** Opening STORED DATA block **
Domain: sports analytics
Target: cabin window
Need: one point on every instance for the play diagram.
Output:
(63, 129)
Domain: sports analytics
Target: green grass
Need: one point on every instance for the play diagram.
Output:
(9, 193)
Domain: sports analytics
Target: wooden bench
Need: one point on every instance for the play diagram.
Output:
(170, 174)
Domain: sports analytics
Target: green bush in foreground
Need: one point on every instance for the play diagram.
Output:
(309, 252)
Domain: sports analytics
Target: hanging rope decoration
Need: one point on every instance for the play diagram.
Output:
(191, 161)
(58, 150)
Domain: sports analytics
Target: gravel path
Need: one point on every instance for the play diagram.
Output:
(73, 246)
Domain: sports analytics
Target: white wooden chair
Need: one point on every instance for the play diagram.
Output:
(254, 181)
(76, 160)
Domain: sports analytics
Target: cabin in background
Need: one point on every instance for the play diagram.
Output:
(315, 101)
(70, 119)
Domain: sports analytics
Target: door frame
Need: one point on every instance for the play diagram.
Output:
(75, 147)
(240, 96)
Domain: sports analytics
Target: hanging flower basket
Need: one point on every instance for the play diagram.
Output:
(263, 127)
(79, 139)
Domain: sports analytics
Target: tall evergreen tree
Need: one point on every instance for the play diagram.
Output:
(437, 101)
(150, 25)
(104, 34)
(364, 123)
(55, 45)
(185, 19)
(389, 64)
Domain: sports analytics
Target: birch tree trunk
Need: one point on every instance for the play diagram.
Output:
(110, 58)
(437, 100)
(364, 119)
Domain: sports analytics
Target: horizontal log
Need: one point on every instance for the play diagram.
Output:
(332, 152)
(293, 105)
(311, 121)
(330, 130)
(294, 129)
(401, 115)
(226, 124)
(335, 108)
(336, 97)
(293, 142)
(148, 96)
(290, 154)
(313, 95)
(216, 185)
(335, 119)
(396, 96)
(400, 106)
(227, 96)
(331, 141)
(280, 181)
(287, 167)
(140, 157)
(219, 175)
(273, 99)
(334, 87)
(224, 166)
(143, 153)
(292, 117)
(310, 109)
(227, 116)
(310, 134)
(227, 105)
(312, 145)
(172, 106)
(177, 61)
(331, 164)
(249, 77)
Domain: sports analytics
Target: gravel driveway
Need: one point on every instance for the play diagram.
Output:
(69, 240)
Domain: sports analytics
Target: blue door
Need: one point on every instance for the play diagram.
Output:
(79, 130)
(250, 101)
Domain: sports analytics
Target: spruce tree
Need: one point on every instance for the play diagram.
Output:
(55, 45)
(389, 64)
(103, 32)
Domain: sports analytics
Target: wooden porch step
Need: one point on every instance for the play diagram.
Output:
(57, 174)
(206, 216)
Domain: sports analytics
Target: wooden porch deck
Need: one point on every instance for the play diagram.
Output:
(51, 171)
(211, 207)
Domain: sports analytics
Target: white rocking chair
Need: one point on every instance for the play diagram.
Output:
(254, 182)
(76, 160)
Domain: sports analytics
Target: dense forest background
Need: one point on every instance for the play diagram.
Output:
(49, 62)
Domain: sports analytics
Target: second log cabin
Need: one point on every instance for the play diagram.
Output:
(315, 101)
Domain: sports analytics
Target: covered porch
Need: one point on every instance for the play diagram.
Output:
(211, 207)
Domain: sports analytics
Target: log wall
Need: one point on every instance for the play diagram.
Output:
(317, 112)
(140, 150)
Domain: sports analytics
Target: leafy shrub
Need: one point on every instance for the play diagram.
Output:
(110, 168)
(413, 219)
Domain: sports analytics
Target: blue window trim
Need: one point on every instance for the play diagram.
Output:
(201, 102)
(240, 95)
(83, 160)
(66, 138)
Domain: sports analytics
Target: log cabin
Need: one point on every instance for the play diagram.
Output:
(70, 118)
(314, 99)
** Closing STORED DATA block **
WHAT THE TASK ASKS |
Please filter the entries for the word "white" and copy the lines that have it.

TASK SOLUTION |
Target: white wooden chair
Target: white rocking chair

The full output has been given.